Ketentuan Latihan =>
1. Dalam teks tentang Ivan Kats dan majalah Horison, siapa saja yang disebut sebagai generasi muda para penulis antikomunis penerima kiriman buku dari Kats?
2. Tuliskan lanjutan teks tentang Ivan Kats dan majalah Horison, dimulai setelah kalimat terakhirnya.

--- Kutipan Teks ---

Ivan Kats inilah seperti ditulis Wijaya yang kemudian menenumakan lahan subur terutama kepada “intelektual yang mengalami demoralisasi”, yaitu mereka yang resah dengan arah pemerintahan Sukarno. Kats menemukan lahan sempurna bagi penyemaian gagasan kapitalisme Barat atas nama “kebebasan” yang digaungkan oleh CCF di bidang kebudayaan. Kats banyak mengirimkan buku-buku kepada Mochtar Lubis dan kepada lebih dari 100 intelektual termasuk H.B Jassin, P.K. Ojong, Rosihan Anwar, dan kepada generasi muda para penulis antikomunis seperti WS Rendra, Goenawan Mohamad, Taufiq Ismail, Soe Hok Gie dan kakaknya Arief Budiman. Kats membangun hubungan erat terutama dengan Goenawan Mohamad melalui korespondensi. Goenawan Mohamad sebagai tokoh paling berpegaruh dalam mengokohkan liberalisme Barat dalam kebudayaan kontemporer Indonesia. Utamanya setelah penandatanganan Manifes Kebudayaan 1963 yang merupakan petunjuk kuat atas pengaruh liberalisme Barat yang tertanam di lingkaran generasi muda PSI saat itu. Salah satu hasilnya yaitu tepat beberapa hari ketika jutaan rakyat mulai disembelih dan dinistakan, Arief Budiman dan Goenawan Mohamad memperoleh beasiswa untuk belajar ke Eropa. Arief Budiman dikirim ke Paris, sebelum belajar di College of Europe di Bruges, Belgia dan Goenawan Mohamad berikutnya ke tempat yang sama.
Bangkitnya liberalisme dan kelanjutan program CCF yaitu hadirnya sebuah majalah sastra untuk mengakomodasi suara penulis antikomunis, khususnya pendukung Manifes Kebudayaan 1963. Majalah itu terbit dua bulan setelah Mochtar Lubis bebas dari penjara, Juli 1966 dan diberi nama Horison. Majalah Horison terbit di bawah manajemen Yayasan Indonesia yang diketuai Mochtar Lubis. Di kemudian hari antara 1966-1970, Horison memuat cerpen-cerpen yang sangat dipengaruhi oleh gagasan Humanisme Universal yang menekankan konflik psikologis para tokohnya menjadi faktor utama dalam menaturalisasi kekerasan terhadap kaum komunis.

--- Cuplikan Data ---

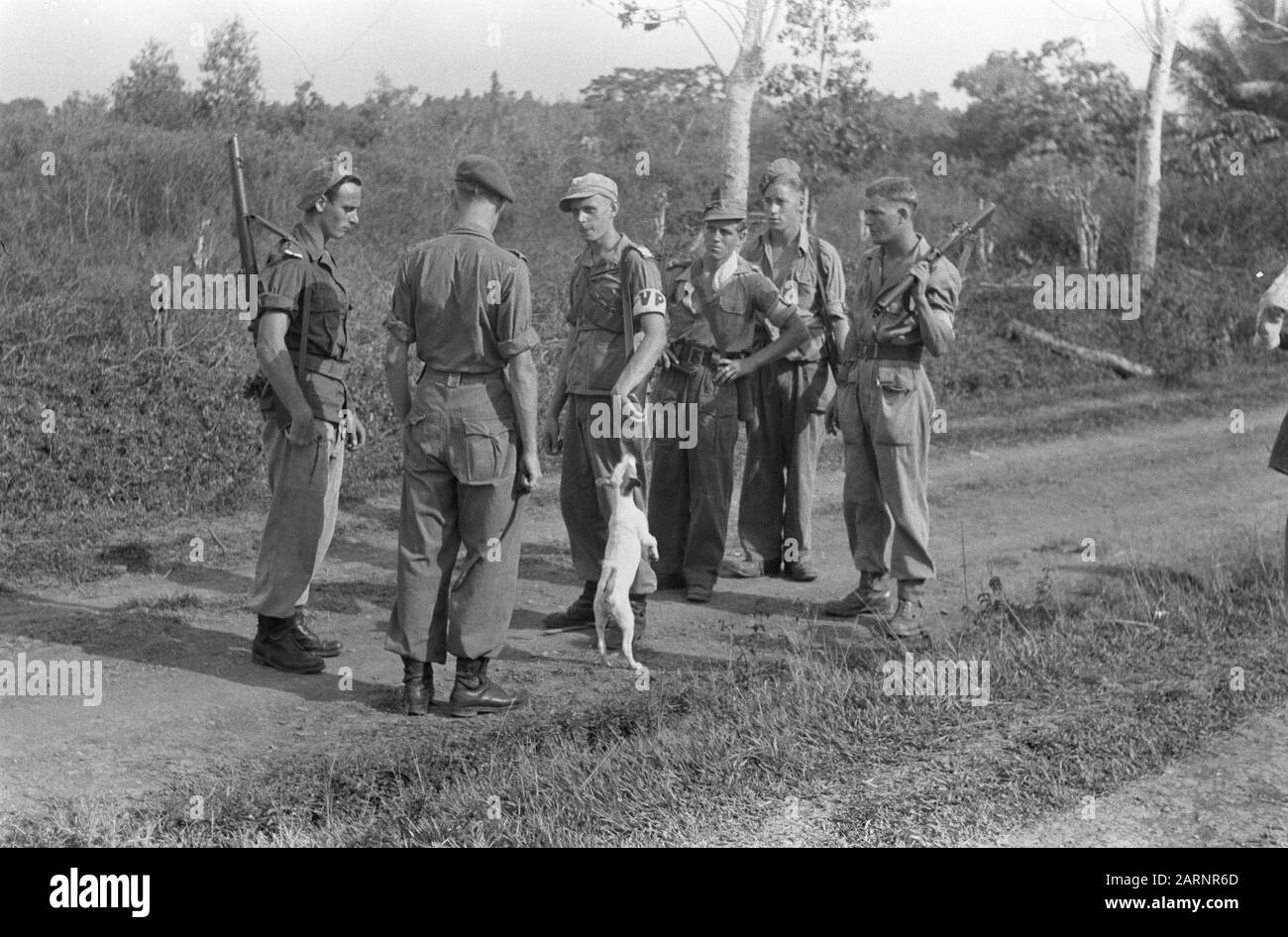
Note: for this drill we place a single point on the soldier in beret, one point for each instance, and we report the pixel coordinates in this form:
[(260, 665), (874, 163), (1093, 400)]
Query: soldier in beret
[(301, 343), (469, 446), (616, 283), (716, 305), (791, 394)]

---

Hasil Tugas =>
1. WS Rendra, Goenawan Mohamad, Taufiq Ismail, Soe Hok Gie, dan Arief Budiman.

2.
Tahun 1966, semangat antikomunis atas nama ‘kebebasan’ selain diekspresikan melalui demonstrasi pelajar dan mahasiswa yang didukung militer juga melalui praktik kebudayaan para penulis. Pada kurun waktu 1966-1970 setidaknya terdapat sepuluh cerpen bertema peristiwa 30 September 1965. Lima dimuat di Horison dan lima lainnya diterbitkan di majalah Sastra, yang pada awal 1960an menjadi corong para pendukung Manifes Kebudayaan.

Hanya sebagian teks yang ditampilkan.